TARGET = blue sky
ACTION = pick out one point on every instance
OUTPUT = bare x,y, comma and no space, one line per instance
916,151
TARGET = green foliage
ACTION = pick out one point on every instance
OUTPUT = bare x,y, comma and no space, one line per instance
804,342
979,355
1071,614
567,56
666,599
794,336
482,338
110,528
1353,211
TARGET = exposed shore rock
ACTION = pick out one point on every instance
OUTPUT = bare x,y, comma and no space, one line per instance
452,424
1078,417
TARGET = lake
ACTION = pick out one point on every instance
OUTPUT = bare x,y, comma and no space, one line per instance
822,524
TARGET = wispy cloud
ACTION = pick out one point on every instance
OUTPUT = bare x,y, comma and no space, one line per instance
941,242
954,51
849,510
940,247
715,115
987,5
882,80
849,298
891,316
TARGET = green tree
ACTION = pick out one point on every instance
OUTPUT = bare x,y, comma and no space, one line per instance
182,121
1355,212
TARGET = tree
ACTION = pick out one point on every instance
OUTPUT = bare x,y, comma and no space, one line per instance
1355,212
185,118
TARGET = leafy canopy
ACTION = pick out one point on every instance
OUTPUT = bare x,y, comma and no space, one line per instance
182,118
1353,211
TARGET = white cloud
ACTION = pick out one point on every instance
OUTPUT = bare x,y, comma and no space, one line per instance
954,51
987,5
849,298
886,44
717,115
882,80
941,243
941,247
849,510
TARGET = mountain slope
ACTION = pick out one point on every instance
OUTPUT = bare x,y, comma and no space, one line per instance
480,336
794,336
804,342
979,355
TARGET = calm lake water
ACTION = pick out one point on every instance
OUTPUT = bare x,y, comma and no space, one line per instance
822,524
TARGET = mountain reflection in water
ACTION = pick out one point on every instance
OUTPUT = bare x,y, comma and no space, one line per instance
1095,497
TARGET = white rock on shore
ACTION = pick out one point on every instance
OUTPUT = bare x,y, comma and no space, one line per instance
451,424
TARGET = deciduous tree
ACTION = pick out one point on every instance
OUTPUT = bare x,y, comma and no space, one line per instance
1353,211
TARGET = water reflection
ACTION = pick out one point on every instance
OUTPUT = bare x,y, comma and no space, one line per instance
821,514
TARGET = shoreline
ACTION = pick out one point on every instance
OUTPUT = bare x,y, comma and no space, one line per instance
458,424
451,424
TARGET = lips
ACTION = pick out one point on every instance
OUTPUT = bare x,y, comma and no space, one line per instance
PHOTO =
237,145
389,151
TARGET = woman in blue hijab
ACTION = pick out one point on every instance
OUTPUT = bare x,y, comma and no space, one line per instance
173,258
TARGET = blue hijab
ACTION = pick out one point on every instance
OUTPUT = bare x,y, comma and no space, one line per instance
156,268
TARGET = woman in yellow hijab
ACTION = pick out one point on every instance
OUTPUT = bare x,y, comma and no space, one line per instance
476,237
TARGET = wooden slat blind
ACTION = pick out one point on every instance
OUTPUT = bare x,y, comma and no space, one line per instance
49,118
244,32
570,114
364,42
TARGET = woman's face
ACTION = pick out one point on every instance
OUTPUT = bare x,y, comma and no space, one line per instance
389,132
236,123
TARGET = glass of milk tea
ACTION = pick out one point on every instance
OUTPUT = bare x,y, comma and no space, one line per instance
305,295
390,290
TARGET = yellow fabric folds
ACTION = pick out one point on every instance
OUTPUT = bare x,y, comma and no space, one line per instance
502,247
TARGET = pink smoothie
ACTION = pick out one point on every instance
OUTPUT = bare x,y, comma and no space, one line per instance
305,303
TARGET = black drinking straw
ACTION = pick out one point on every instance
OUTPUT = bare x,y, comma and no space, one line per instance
_____
--- YOUR TASK ---
Reproduce the entire listing above, substituting "mark" for each occurrence of "pick out" and leaving every other character untouched.

--- ANSWER FOR THE TASK ---
TARGET = blue sky
ACTION = mark one point on every instance
OUTPUT = bare x,y, comma and no space, one line per instance
916,151
TARGET = green foliage
ACTION = mark one point on every instance
OUTPUT = bare x,y, comma and no space, one line per instance
804,342
979,355
1071,614
567,56
666,599
794,336
482,338
110,528
1353,211
TARGET = exposed shore rock
ACTION = mark one point on every instance
OUTPUT = bare x,y, comma and no space, one line per instance
452,424
1078,417
TARGET = lake
ACTION = mark one point on every instance
OUTPUT = bare x,y, comma and no space, one line per instance
822,524
TARGET = wispy cloud
ACTION = mark one point on every instance
OUTPUT = bare x,y, comma and no space, one line per instance
941,242
954,51
849,510
940,247
715,115
987,5
882,80
849,298
891,316
TARGET = green tree
ACTION = mark one point on every instance
OUTPUT = bare x,y, comma and no space, one line per instance
182,121
1355,212
TARGET = tree
ACTION = mark one point on every instance
OUTPUT = bare x,y, comma and no space, one line per instance
1355,212
185,118
TARGET = leafy canopy
ACTION = mark one point on every instance
OUTPUT = bare x,y, comma and no space, one line per instance
182,118
1353,211
TARGET = white cloud
ACTION = mark one point on every instance
OUTPUT = bare x,y, comma and no space, one line per instance
954,51
987,5
849,298
886,44
717,115
882,80
941,243
941,247
849,510
TARGET = mountain slope
ACTION = mark one point on every instance
OUTPUT = bare x,y, comma and no space, one line per instance
480,336
794,336
804,342
979,355
TARGET = calm lake water
ACTION = mark one point on every instance
OUTPUT = bare x,y, comma and no space, one line per instance
822,524
TARGET = mountain reflection in water
ACTION = mark one point on every instance
OUTPUT = bare x,y, comma and no space, one line per instance
1095,497
TARGET = white rock on shore
ACTION = mark one point on every instance
OUTPUT = bare x,y, comma and no space, one line per instance
451,424
TARGET = deciduous tree
ACTION = mark one point on every instance
OUTPUT = bare x,y, comma and no space, one line per instance
1353,211
TARGET = water reflection
ACTION = mark one point on every instance
OUTPUT = bare x,y, comma and no space, one line per instance
821,514
TARGET = shoreline
ACTION = mark one point on every instance
OUTPUT = bare x,y, comma and no space, one line per instance
458,424
451,424
TARGET = lips
ACTION = mark one point on every instance
OUTPUT = bare x,y, comma and no space, one line per instance
PHOTO =
237,145
389,151
TARGET = woman in blue hijab
ACTION = mark one point on every instance
OUTPUT = bare x,y, comma and no space, one line per instance
173,258
TARGET = blue hijab
ACTION = mark one point on every instance
OUTPUT = bare x,y, comma and no space, one line per instance
156,268
TARGET = woman in yellow hijab
ACTION = mark one point on every instance
OUTPUT = bare x,y, comma and no space, one line per instance
476,237
TARGET = wooden slat blind
ACTION = mark one point on every instance
OUTPUT = bare x,y, comma and no space, one line per instance
49,118
244,32
570,114
364,42
TARGET = woman's face
ACTION = mark one point on every instance
OUTPUT = bare x,y, comma and no space, one line per instance
389,132
236,123
TARGET = glass of milk tea
ACTION = mark one point on every instance
OUTPUT = bare x,y, comma and no space, one line per instance
305,295
390,290
TARGET = yellow fabric folds
ACTION = mark one point on every instance
OUTPUT = bare x,y, comma and no space, one line per instance
502,247
TARGET = pink smoothie
ACTION = mark one point on every instance
OUTPUT = bare x,y, comma and no space, one line per instance
305,303
TARGET = black drinking straw
ACTION = mark one point on every instance
OUTPUT = bare x,y, comma and no space, one line per instance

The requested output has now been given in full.